### Assigned task
Return every entry below without altering a word.

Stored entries
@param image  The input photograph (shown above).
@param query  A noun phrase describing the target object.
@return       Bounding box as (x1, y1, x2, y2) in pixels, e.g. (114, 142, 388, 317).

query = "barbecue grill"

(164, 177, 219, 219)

### Output of the task
@param image  The input photograph (shown above).
@param query  A noun phrase describing the target object.
@return       Bounding box as (x1, y1, x2, y2) in pixels, e.g. (114, 142, 388, 317).

query = "barbecue grill"

(164, 177, 219, 219)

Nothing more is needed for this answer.